__Text segment__:
= = = =

Next: , Previous: , Up: Top   [Contents]

4 OpenScop Library

The OpenScop Library, or OSL for short, is an example implementation of the OpenScop specification. Its API is not part of the OpenScop specification. It offers basic functionalities to manipulate the OpenScop data structures (allocate, free, copy, dump, etc.) and file format (read, print, etc.). The OpenScop Library is not a polyhedral library. OpenScop is an exchange format, and the OpenScop Library reflects this.

It is a Free Software using the 3-clause BSD License. Programmers should feel free to use it or copy/paste its code in any project, Open Source or not3.


Next: , Up: OpenScop Library   [Contents]

4.1 Precision

The OpenScop specification does not impose a specific type for the constraint matrix elements. For a maximum flexibility, the OpenScop Library offers an hybrid precision implementation. It supports 32 bits, 64 bits and multiple precision (relying on GNU GMP) relations transparently. At relation allocation time, users have two ways to set the precision. The first way is to call an allocation function with a precision parameter. The second way is to rely on the environment variable OSL_PRECISION. The accepted values for this variable are 32 for 32 bits precision, 64 for 64 bits precision and 0 for multiple precision. When this variable is set, its value becomes the default precision for relation elements. For instance, to ensure the OpenScop Library will use 64 bits precision by default, the user may set:

export OSL_PRECISION=64

if his shell is, e.g., bash or

setenv OSL_PRECISION 64

if his shell is, e.g., tcsh. The user should ad this line to his .bashrc or .tcshrc (or whatever convenient file) to make this setting permanent.

The OpenScop Library provides the following function to know whether or not a given precision type is supported by the library or not:

int osl_int_is_precision_supported(int precision);

this function returns 1 if the precision type is supported, 0 otherwise. Possible values for the precision parameter are 32 for 32 bits (single) precision, 64 for 64 bits (double) precision and 0 for multiple precision.


Next: , Previous: , Up: OpenScop Library   [Contents]

4.2 Base Functions

The OpenScop Library provides, for each OpenScop data structure, a set of functions devoted to basic manipulation, conversion from file format to data structures and from data structures to file format. The naming convention is consistent for all data structures. Hence, the function prototypes differ only with the name of the data structure. In the following, we will use the generic term of structure to refer at any OpenScop data structure. For instance the osl_structure_malloc() function is a generic name can be instantiated to osl_relation_malloc() or osl_statement_malloc() etc.

We present in this documentation only the main functions. Many other utility functions are provided to ease OpenScop format manipulation. The reader is invited to refer at the technical documentation to learn everything about the OpenScop Library.

= = = =

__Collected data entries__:
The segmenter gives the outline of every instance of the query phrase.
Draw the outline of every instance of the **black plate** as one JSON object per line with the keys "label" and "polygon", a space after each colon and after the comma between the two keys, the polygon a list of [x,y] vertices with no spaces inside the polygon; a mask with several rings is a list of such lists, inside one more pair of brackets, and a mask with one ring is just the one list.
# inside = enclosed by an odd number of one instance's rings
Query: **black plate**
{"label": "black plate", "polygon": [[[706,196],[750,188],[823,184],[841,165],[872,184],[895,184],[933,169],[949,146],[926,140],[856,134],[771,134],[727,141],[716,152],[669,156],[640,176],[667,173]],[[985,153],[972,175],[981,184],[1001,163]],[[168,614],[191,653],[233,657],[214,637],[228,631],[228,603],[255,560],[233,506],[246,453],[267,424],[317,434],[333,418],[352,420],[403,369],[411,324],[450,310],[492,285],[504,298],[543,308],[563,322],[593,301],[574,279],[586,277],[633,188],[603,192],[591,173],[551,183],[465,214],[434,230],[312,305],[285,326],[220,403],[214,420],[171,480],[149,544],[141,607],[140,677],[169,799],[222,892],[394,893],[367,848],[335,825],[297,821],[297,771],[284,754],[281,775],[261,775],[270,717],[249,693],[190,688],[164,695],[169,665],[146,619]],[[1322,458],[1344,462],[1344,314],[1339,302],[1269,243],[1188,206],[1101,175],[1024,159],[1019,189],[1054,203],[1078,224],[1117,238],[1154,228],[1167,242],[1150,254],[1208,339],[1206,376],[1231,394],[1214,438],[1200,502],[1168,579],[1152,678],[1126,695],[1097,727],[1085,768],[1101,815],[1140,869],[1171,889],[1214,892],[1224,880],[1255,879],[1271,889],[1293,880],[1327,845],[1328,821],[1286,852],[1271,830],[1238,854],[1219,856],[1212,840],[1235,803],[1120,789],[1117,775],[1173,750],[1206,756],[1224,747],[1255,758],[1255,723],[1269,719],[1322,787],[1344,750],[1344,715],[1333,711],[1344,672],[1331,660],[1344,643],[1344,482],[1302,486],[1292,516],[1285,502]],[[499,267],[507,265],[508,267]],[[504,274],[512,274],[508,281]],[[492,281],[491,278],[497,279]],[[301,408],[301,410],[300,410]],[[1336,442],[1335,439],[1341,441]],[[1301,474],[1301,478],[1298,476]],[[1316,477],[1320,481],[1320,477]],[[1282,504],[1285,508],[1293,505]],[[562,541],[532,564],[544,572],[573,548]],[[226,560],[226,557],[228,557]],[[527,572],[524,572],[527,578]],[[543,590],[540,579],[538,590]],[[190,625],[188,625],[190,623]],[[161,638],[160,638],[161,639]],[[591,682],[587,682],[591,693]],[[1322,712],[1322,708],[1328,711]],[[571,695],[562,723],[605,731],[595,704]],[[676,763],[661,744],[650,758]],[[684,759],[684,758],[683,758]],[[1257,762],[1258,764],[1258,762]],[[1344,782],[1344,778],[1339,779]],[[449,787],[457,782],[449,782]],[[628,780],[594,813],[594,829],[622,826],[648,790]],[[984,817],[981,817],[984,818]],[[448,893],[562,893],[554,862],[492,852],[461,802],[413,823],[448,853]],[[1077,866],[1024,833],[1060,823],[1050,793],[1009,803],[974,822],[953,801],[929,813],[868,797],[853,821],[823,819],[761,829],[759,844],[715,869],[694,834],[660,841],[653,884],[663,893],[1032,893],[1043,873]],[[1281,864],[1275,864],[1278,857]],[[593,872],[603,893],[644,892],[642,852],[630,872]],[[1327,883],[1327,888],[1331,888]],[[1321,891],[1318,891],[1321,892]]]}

= = = =

__Written problem__:
Please answer these questions from the OpenScop Library text, one per line:
1. Which license does the OpenScop Library use?
2. Which library does multiple precision rely on?
3. What does osl_int_is_precision_supported return when a precision type is not supported?
Rely only on the OpenScop Library text for your answers.

__Result of the exercise__:
1. The 3-clause BSD License.
2. GNU GMP.
3. 0.